The stretch wanted below opens at the line containing "For every instance of the crew" and closes at the line containing "For every instance of the black long-sleeve". Please return it exactly, with no other lines.

──────── Data section ────────

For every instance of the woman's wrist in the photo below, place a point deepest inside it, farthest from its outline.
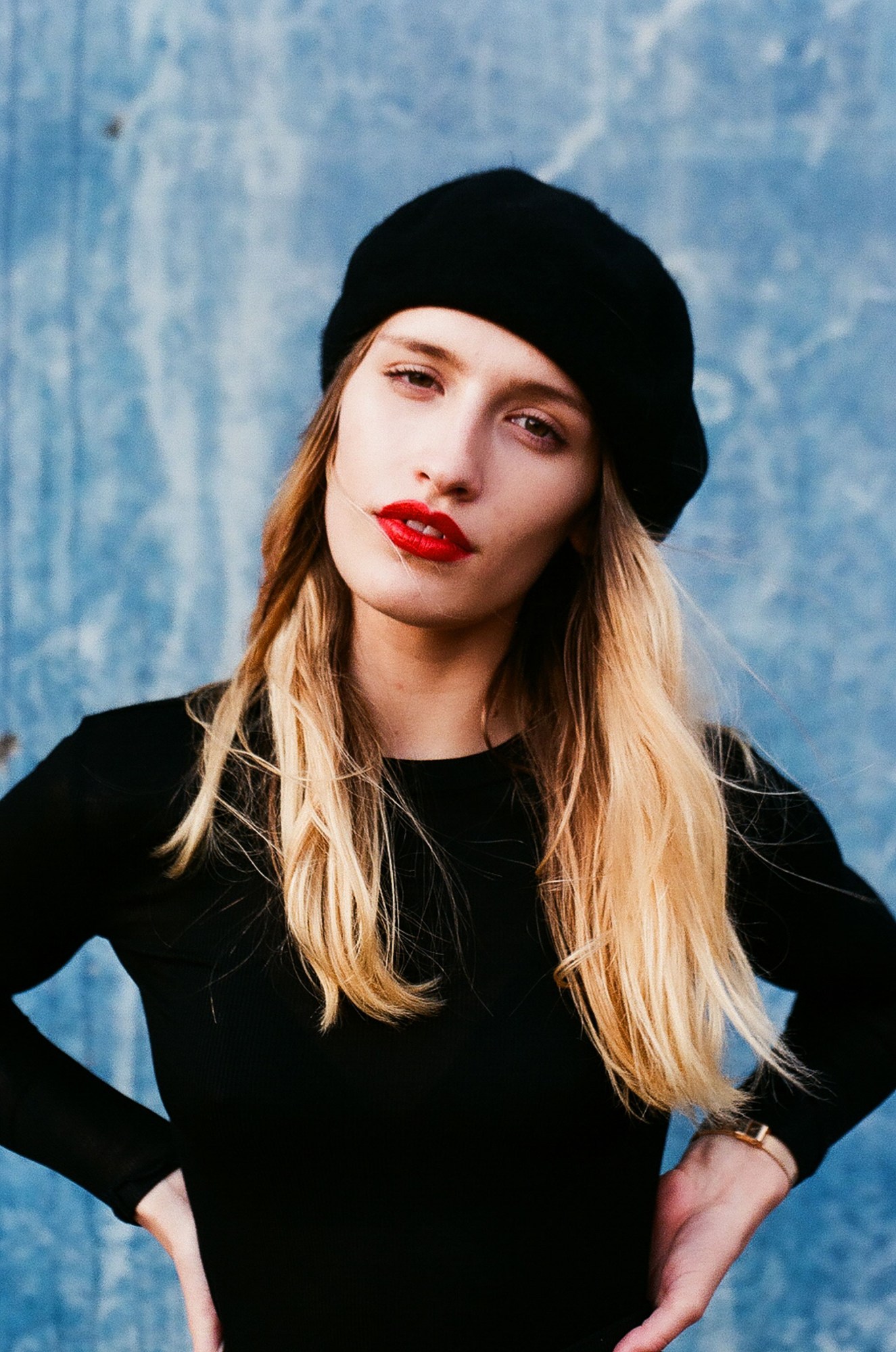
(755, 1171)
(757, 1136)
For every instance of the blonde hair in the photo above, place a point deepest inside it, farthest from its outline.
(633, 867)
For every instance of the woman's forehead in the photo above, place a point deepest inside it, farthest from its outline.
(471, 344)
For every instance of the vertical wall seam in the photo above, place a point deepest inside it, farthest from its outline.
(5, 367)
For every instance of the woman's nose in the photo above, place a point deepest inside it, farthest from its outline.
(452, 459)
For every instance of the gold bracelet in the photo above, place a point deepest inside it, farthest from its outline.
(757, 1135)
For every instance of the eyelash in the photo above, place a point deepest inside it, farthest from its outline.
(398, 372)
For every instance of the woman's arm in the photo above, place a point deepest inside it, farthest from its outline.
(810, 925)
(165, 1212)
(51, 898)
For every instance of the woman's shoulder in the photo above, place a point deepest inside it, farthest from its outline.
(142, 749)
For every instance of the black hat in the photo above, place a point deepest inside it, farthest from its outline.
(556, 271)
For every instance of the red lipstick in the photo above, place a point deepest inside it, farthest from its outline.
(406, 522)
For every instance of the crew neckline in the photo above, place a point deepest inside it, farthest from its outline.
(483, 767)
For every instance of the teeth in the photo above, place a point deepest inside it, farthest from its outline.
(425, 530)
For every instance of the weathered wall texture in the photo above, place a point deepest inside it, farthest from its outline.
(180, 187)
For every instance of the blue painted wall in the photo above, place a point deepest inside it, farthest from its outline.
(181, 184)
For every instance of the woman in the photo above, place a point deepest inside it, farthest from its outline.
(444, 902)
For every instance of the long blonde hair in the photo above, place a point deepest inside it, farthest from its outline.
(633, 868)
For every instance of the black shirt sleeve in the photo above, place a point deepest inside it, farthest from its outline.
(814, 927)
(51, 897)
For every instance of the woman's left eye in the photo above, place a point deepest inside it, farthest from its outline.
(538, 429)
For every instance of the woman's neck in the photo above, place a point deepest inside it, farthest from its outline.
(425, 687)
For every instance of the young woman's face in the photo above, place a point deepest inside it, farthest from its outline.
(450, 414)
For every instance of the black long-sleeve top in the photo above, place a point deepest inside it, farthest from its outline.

────────
──────── Data section ────────

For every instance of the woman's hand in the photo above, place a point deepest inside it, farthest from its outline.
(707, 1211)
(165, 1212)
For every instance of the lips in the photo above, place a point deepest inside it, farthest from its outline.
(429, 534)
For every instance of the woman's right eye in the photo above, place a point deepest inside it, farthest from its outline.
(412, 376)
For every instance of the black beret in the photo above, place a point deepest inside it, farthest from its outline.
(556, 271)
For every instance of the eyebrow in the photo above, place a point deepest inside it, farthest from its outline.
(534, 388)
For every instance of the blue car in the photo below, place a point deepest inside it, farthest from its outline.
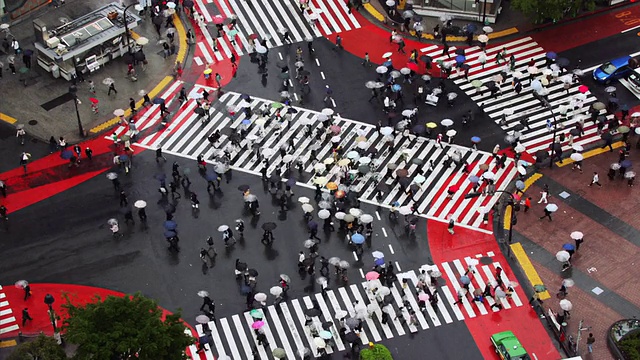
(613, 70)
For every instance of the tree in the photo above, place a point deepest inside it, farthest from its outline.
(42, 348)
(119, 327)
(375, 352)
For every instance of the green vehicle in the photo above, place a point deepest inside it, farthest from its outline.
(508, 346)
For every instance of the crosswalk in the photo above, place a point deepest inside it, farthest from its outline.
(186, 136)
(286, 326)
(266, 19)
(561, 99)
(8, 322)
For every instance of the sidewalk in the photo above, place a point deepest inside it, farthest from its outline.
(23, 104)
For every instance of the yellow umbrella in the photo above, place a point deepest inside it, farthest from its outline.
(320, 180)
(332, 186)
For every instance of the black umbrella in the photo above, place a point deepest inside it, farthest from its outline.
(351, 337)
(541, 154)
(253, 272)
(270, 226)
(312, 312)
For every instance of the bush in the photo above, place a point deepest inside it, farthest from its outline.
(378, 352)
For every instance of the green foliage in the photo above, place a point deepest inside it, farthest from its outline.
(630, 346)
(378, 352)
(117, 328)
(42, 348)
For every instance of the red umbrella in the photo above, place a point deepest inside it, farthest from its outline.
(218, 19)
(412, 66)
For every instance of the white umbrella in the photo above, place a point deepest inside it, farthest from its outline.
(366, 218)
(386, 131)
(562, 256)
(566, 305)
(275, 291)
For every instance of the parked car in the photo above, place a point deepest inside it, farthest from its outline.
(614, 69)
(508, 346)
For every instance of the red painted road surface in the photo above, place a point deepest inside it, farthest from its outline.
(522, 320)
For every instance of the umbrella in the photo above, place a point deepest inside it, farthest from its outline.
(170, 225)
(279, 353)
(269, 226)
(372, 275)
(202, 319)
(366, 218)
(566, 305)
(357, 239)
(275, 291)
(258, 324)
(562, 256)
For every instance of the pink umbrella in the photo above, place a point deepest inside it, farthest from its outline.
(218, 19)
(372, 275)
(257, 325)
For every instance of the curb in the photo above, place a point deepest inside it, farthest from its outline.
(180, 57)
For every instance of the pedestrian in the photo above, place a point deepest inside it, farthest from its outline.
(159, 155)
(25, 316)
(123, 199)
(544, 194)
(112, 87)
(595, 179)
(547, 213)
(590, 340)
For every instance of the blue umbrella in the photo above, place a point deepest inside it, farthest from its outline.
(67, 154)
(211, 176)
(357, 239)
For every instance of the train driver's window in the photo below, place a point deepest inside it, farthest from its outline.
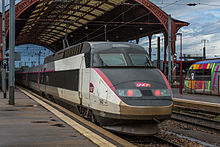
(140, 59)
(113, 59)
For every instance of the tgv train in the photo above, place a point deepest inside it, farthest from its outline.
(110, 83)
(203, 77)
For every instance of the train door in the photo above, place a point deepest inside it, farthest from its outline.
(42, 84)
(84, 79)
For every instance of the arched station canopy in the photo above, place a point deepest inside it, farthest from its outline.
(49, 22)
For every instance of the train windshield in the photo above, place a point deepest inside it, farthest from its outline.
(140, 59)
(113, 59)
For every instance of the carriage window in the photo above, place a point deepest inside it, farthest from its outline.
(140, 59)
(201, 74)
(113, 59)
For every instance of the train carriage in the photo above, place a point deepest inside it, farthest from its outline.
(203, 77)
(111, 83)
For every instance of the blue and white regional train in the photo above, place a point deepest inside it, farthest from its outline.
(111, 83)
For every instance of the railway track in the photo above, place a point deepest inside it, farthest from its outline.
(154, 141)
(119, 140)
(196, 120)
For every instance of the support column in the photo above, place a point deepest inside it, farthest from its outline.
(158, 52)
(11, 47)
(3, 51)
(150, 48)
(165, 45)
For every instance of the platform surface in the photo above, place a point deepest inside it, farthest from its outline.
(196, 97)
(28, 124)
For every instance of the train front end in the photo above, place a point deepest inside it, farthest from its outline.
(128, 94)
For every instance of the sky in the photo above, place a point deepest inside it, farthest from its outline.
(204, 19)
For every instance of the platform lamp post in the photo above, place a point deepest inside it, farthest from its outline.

────────

*Answer space*.
For every instance of the crew neckline in the photo above, place a point deepest inside it, farthest from its outline.
(483, 767)
For every instance of the teeth in the photo above, place a point deepest inside it, farthest from its outline.
(425, 530)
For every instance of the weathered wall texture in the photo above, place a point deepest inside it, farthest from its outline.
(180, 187)
For every instance of the blue painted wall in the photo above, place a point deepest inside it, farthest from its outline.
(181, 184)
For every instance of the woman in the photo above, place a point deepest inside it, farthest from its outline.
(444, 902)
For every instance of the long blonde hair in the photo above, place a point deepest inside it, farthest from its outline.
(633, 868)
For every instance of the black shirt sleeve in the photo above, place a point deepest inside it, farthest from its outline.
(814, 927)
(51, 897)
For every instance of the woman's left eye in the photo above, place a point deepest inside it, farthest from its outline.
(538, 429)
For every instance of the woman's neck in the photo above, place a point deepest inside it, farthest from its outline.
(425, 687)
For every instance of the young woman's face in the photo above, place a point deepest inside it, farthest from its outline.
(450, 414)
For every instance of the black long-sleeve top in the photo above, place a point deepest inside it, farthest from its outline.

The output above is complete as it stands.